• 阅读材料:
2. parseLong(String s) 内部调用上面的方法 默认10进制数

public static long parseLong(String s) throws NumberFormatException {
    return parseLong(s, 10);
}

3. parseUnsignedLong(String s, int radix) 根据进制数 将字符串解析成无符号的long型数据 若字符串第一位是负号则报错

public static long parseUnsignedLong(String s, int radix)
            throws NumberFormatException {
    if (s == null)  {
        throw new NumberFormatException("null");
    }

    int len = s.length();
    if (len > 0) {
        char firstChar = s.charAt(0);
        if (firstChar == '-') {
            throw new
                NumberFormatException(String.format("Illegal leading minus sign " +
                                                   "on unsigned string %s.", s));
        } else {
            if (len <= 12 || // Long.MAX_VALUE in Character.MAX_RADIX is 13 digits
                (radix == 10 && len <= 18) ) { // Long.MAX_VALUE in base 10 is 19 digits
                return parseLong(s, radix);
            }

            // No need for range checks on len due to testing above.

• 数据:
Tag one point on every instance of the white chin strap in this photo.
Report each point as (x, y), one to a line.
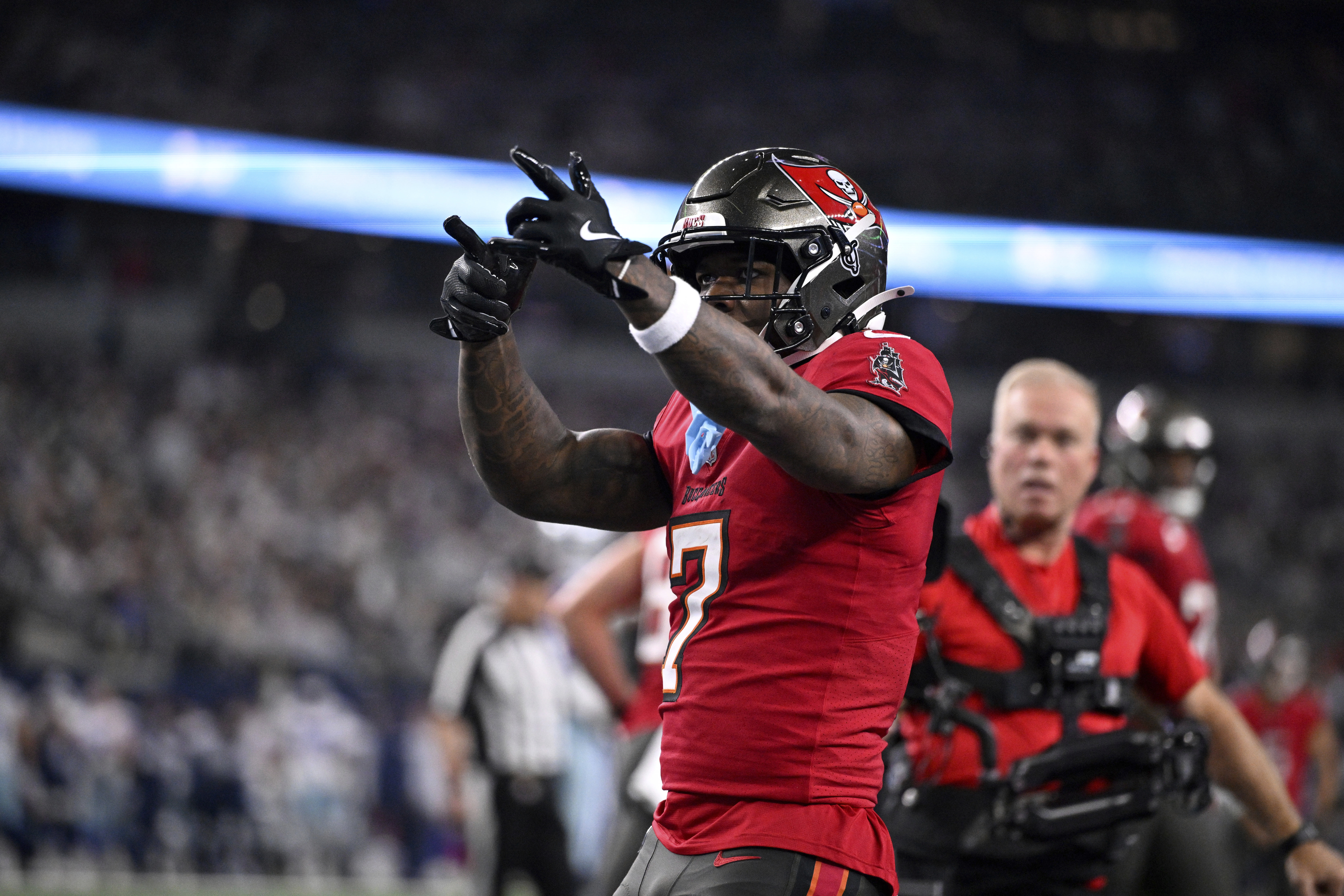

• 任务:
1. 在这段讲 Java Long 解析方法的阅读材料里，parseLong(String s) 默认按几进制解析字符串？
2. 请把这段讲 Java Long 解析方法的阅读材料接着写下去。

• 参考答案:
1. 默认按十进制解析，内部调用的是 parseLong(s, 10)。

2.
            long first = parseLong(s.substring(0, len - 1), radix);
            int second = Character.digit(s.charAt(len - 1), radix);
            if (second < 0) {
                throw new NumberFormatException("Bad digit at end of " + s);
            }
            long result = first * radix + second;
            if (compareUnsigned(result, first) < 0) {
                /*
                 * The maximum unsigned value, (2^64)-1, takes at
                 * most one more digit to represent than the
                 * maximum signed value, (2^63)-1.  Therefore,
                 * parsing (len - 1) digits will be appropriately
                 * in-range of the signed parsing.  In other
                 * words, if parsing (len -1) digits overflows
                 * signed parsing, parsing len digits will
                 * certainly overflow unsigned parsing.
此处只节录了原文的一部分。